# Passage:
···
If I were God, I'd let you into heaven on that one alone.
Ah yes, but you don't see the very wicked side of me.

D rang last night to tell me that he had discharged himself from hospital,

not remembering that I had already spoken to him two days earlier. However, he did seem a bit more lucid than before. Don't know whether that is good or bad, really.
I asked him when he is going to realise that there are other people in this world besides himself and what he wants, and start behaving like a grown man. I told him he has hurt his mother and his daughter, let alone anyone else, by what he has done, and that he is a fool to walk away from help like that. I told him that his memory is going, and he is seeing things and that something is wrong, that needs sorting out properly, not denying. I think he prefers not to know or think about that, or perhaps he can't. He said he was seeing things because he is tired, and that he didn't have enough sleep in hospital, and that was the only problem there. He sleeps nearly all the time, though.
···
# Extracted information:
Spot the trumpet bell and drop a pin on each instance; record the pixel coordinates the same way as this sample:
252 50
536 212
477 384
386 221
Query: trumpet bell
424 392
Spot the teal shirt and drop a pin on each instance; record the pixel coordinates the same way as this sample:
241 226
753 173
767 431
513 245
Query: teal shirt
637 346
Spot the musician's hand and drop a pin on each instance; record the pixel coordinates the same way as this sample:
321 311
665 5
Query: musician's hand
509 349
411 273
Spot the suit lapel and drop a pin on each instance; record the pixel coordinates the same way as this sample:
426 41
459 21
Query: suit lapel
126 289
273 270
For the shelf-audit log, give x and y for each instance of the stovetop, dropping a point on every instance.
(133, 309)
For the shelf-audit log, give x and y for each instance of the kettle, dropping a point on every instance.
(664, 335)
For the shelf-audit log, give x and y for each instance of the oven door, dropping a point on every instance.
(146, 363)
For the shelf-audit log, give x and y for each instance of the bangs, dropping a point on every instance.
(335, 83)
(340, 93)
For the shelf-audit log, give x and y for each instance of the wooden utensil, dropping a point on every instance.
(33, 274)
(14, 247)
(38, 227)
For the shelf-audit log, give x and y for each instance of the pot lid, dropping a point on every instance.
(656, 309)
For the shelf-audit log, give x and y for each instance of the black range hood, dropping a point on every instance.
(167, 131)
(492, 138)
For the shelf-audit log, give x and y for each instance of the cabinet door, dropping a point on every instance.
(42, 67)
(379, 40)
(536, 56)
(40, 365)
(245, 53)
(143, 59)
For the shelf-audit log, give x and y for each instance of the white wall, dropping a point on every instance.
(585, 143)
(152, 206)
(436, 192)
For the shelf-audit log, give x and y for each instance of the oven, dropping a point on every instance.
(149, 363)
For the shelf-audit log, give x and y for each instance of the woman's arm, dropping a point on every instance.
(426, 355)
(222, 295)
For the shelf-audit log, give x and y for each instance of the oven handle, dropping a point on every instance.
···
# Questions on the material:
**A)** Translate this sentence from the passage into French: "He said he was seeing things because he is tired, and that he didn't have enough sleep in hospital, and that was the only problem there."
**B)** Answer these questions from the passage:
(i) When did D ring?
(ii) How many days earlier had the writer already spoken to him?
(iii) Which two people does the writer tell D he has hurt?

# Responses to the exercise:
**A)** Il a dit qu'il voyait des choses parce qu'il était fatigué, qu'il n'avait pas assez dormi à l'hôpital, et que c'était le seul problème là-bas.

**B)**
(i) Last night.
(ii) Two days earlier.
(iii) His mother and his daughter.